Entries taken from a collection
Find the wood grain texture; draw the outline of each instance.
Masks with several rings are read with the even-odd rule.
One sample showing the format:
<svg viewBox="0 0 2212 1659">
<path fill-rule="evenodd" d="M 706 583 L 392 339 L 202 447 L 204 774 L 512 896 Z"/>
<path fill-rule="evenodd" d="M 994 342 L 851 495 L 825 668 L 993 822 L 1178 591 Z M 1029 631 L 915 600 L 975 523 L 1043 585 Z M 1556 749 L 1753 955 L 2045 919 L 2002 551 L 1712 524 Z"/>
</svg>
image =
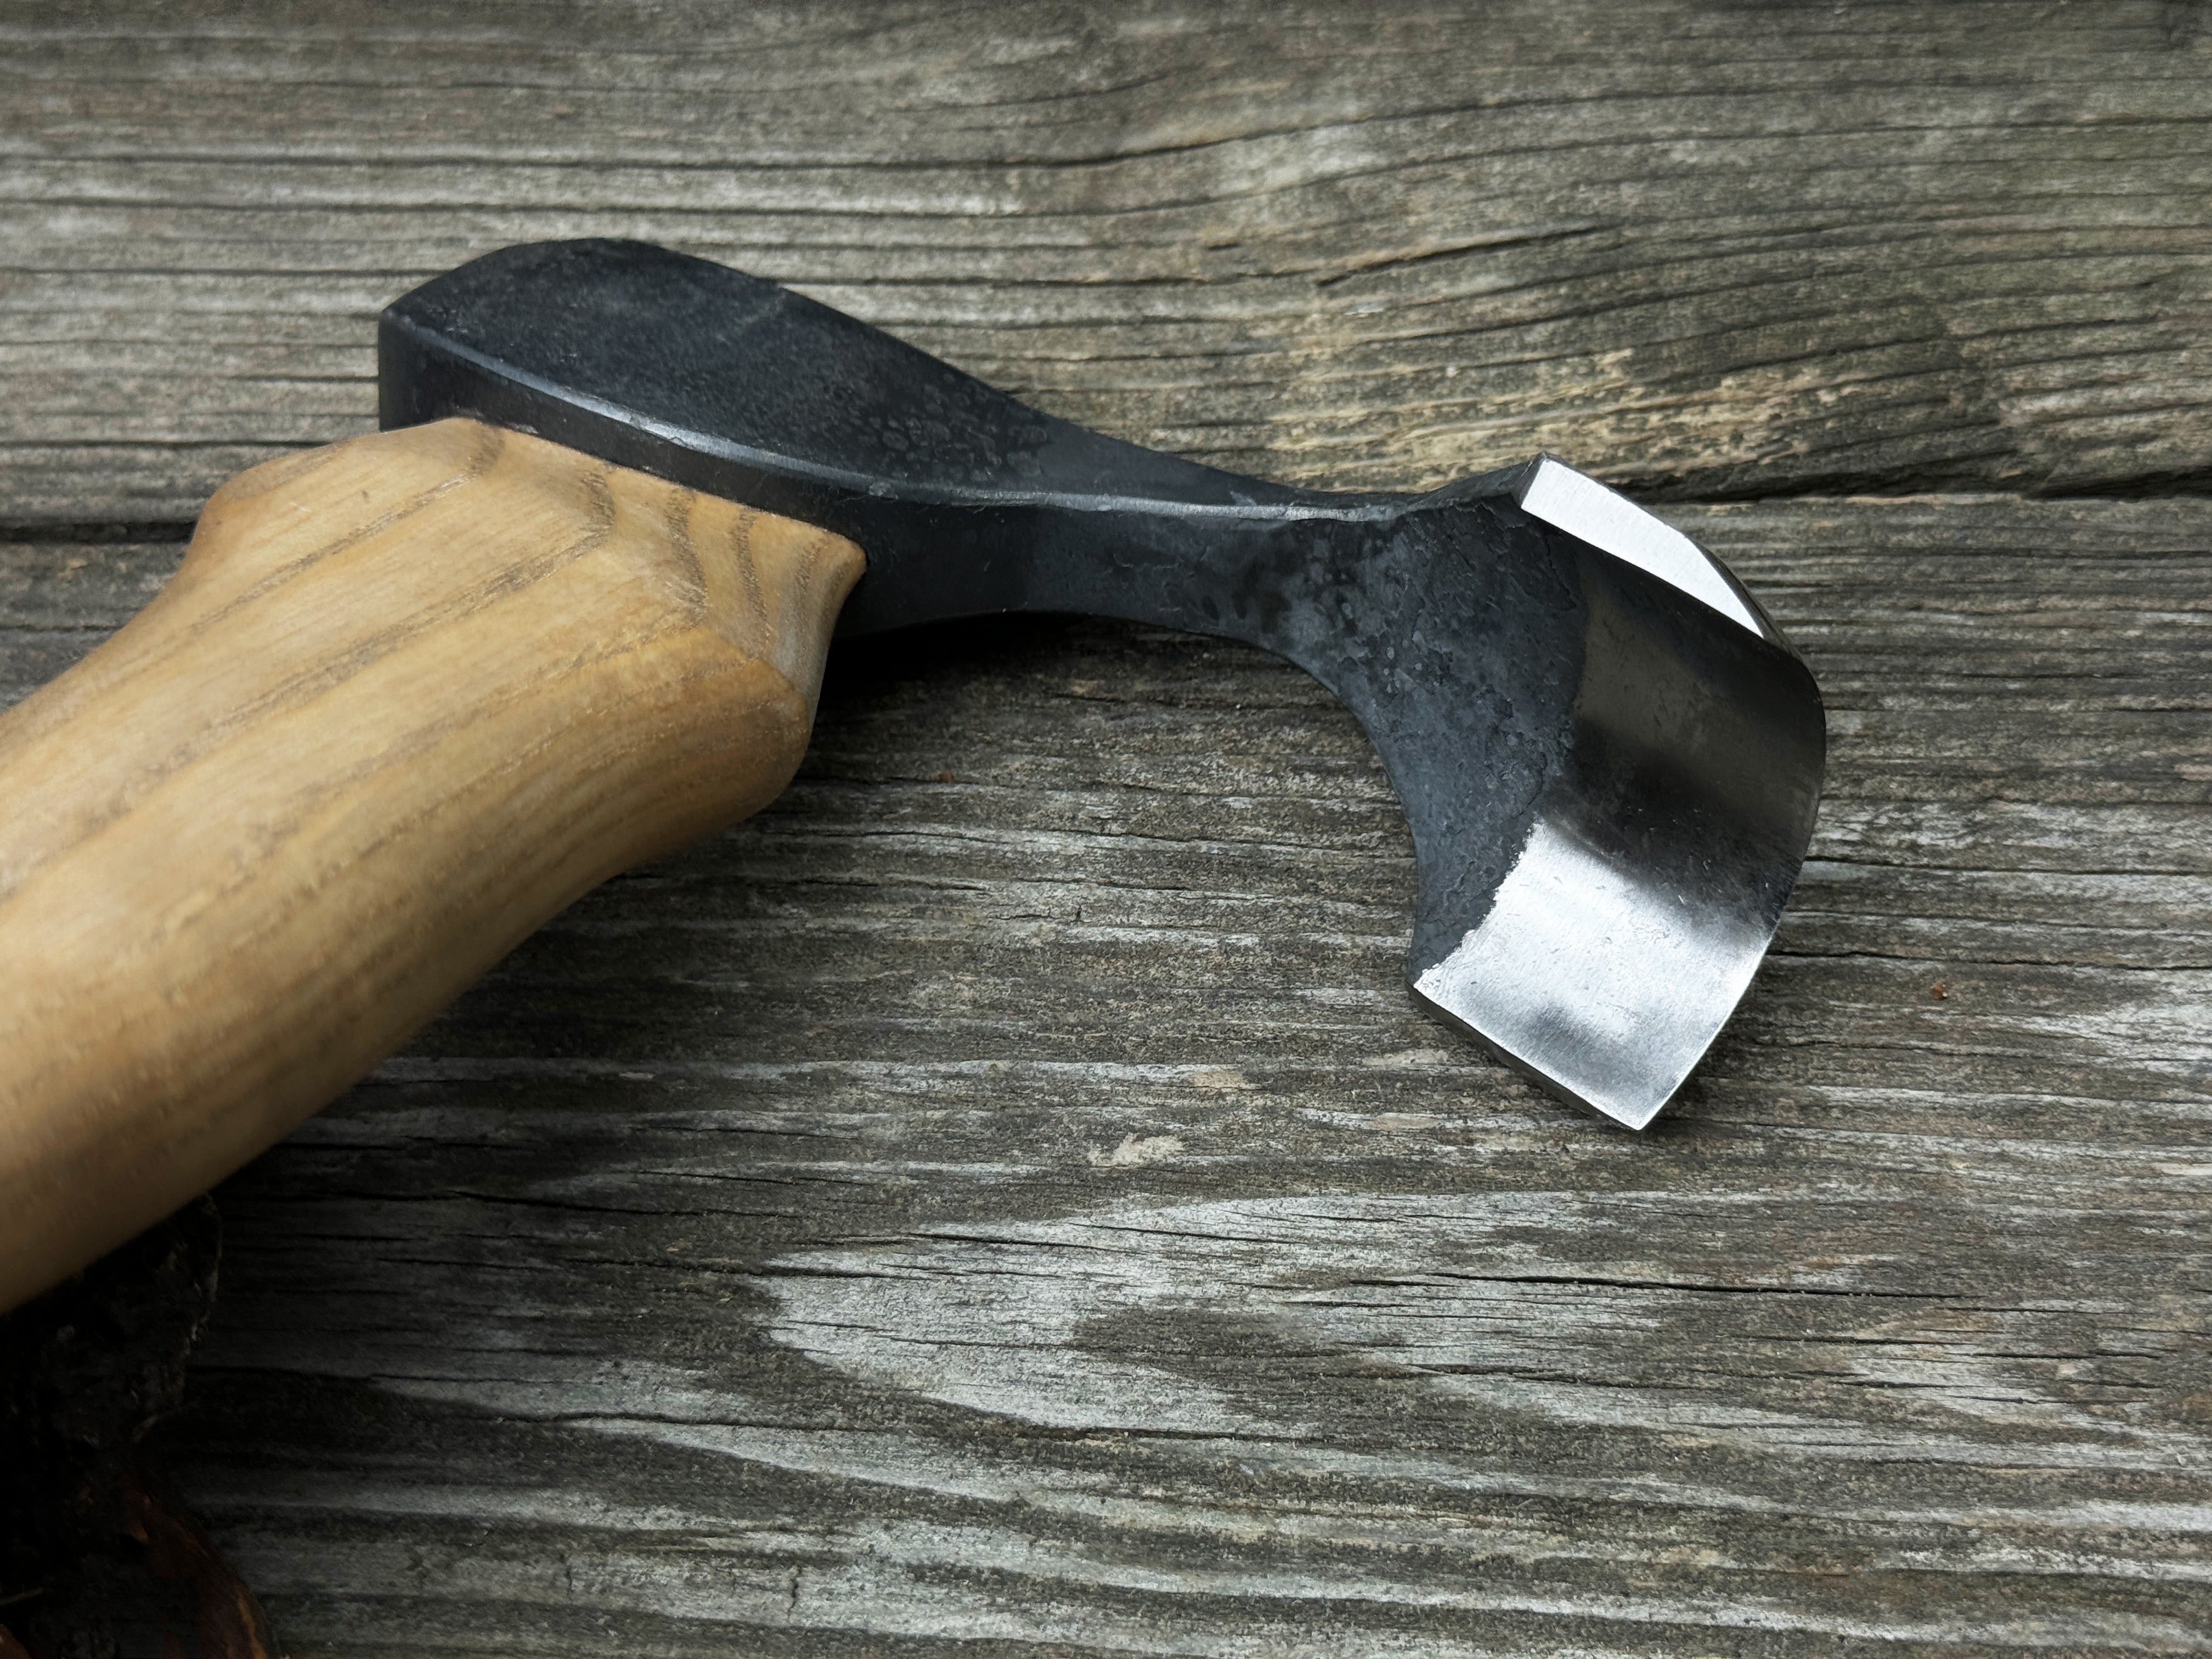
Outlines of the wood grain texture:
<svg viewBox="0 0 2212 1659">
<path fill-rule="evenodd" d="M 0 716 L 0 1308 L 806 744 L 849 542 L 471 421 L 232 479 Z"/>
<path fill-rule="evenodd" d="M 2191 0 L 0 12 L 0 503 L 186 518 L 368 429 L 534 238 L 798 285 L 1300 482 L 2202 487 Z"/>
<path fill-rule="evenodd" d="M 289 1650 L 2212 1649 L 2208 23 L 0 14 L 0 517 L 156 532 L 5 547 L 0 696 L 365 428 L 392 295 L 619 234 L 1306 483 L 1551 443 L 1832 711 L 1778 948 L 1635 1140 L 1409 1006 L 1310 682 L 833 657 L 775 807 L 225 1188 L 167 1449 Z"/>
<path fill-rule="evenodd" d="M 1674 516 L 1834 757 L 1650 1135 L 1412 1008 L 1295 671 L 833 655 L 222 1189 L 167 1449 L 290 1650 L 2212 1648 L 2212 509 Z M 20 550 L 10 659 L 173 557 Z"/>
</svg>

--

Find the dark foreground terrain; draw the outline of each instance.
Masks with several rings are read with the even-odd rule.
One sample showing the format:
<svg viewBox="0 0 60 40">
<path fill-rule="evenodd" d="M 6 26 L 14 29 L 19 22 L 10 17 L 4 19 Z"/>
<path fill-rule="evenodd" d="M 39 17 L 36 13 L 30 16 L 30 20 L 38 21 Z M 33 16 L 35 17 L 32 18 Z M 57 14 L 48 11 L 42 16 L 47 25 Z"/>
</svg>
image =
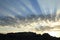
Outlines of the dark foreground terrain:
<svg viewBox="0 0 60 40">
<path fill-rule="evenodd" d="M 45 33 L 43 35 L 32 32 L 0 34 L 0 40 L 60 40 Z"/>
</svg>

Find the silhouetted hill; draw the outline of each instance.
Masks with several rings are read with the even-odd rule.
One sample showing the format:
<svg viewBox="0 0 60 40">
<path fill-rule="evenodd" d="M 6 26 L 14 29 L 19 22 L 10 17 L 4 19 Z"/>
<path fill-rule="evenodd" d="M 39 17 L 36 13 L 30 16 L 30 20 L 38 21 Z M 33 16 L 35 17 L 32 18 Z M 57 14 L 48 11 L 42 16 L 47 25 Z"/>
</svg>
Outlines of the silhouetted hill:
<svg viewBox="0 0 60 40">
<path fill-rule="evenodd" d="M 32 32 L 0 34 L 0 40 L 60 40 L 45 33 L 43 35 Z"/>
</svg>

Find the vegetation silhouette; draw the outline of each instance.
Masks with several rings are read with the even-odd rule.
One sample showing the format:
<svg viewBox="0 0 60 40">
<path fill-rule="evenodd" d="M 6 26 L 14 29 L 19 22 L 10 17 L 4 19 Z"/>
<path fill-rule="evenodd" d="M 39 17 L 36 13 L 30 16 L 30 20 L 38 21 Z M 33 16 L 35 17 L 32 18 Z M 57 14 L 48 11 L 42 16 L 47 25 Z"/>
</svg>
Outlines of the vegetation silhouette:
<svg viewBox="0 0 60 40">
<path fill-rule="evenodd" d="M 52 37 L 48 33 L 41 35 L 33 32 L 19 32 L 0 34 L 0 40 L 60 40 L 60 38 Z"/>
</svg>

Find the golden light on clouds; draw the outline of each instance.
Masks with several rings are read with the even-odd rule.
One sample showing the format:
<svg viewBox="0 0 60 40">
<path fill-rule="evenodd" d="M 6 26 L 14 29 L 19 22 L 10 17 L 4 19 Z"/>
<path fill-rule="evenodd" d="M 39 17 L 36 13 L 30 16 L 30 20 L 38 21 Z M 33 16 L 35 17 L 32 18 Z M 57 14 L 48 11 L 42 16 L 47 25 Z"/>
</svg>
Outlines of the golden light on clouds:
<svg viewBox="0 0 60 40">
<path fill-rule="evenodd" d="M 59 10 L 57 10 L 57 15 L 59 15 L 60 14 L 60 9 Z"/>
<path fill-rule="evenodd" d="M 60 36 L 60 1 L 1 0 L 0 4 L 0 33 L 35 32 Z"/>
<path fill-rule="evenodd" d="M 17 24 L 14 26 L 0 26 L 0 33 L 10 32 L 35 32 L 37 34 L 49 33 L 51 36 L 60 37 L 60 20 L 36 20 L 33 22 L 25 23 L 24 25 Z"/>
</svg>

▸ TASK DESCRIPTION: When a line above contains the string "each", copy that line.

▸ ANSWER TO THIS PROBLEM:
Find the wood grain texture; draw the outline of each instance.
Find the dark foreground terrain; draw the outline of each instance.
Find the silhouetted hill; draw the outline of each instance.
Find the vegetation silhouette; draw the outline of each instance.
Find the golden light on clouds; draw the outline of each instance.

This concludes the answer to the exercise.